* Instruction A *
From the article about the Garnett ghost tracks, return the passage that opens with the words containing "Places that long" and closes with "the old days.", copied word for word.

***** Text block *****

Garnett "Ghost Tracks" Holds Memories for Former Racer
They call places like Garnett, "ghost tracks."
Places that long ago used to reverberate with the excitement of thousands of auto racing spectators; the smell of hot oil and gasoline exhaust; the sounds of screaming engines straining for the next inch of ground to prove who was the best.
Now the echoes of the crowds have faded. Weeds have broken through the pavement of the old pit areas, and grass has crept in at the shoulders of the road to make the tracks even narrower than they were in the old days.
Ed Forest sometimes haunts the ghost tracks, remembering when, as a younger man, he tested his machine and his courage at Garnett and other makeshift raceways across the country.
Those were high times, he says.
"The one thing I remember the most about Garnett was downshifting to go across the dam," the 62 year-old Forest said recently after a trip through Garnett to tour the old track, which most people here know today as Lake Garnett Road. "You would hear the exhaust and you could feel the reverberations off those stone pillars."

***** Data in this exercise *****

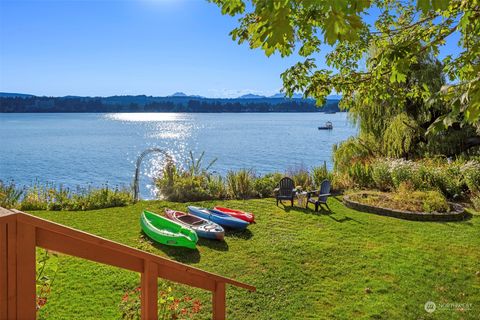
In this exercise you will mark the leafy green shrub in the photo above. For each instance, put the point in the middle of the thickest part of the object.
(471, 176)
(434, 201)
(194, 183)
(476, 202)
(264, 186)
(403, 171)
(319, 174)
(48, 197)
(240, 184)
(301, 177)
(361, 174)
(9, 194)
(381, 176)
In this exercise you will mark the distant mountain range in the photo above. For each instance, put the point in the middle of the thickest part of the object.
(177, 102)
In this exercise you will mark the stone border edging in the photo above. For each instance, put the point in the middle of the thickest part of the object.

*****
***** Data in this exercise *****

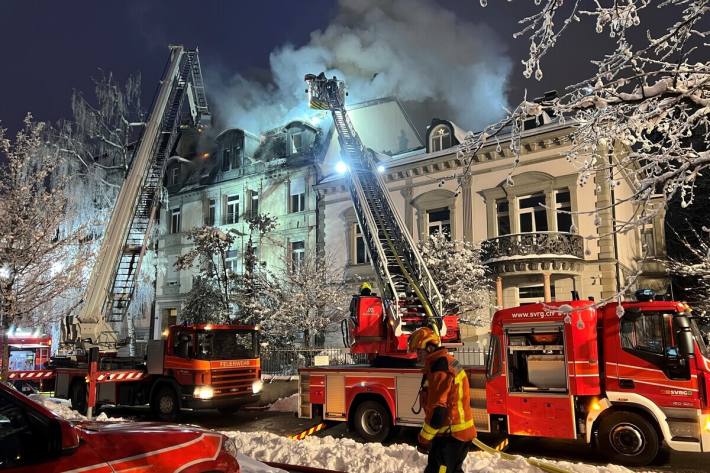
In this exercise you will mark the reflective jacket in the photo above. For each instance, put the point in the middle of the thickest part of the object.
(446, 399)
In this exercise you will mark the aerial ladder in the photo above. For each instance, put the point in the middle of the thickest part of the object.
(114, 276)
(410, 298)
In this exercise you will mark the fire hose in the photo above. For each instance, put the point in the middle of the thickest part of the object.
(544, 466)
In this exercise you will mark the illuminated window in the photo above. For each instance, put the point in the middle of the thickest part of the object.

*****
***** Data in this exercise *****

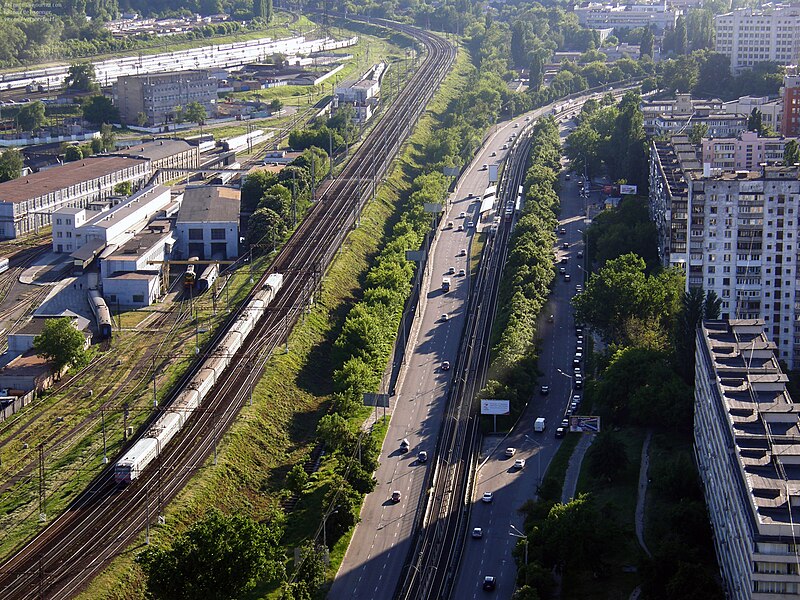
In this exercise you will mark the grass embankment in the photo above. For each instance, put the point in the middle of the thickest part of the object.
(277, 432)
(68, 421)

*****

* Instruction B *
Report each line of the entries that contains the string "reflective", copied in full. Match case exactly.

* Task response A *
Places that long ago used to reverberate with the excitement of thousands of auto racing spectators; the smell of hot oil and gasoline exhaust; the sounds of screaming engines straining for the next inch of ground to prove who was the best.
Now the echoes of the crowds have faded. Weeds have broken through the pavement of the old pit areas, and grass has crept in at the shoulders of the road to make the tracks even narrower than they were in the old days.

* Task response B *
In this exercise you will mark the reflective jacket in the photo above. For each instance, put the point in the middle of the thickest part of the object.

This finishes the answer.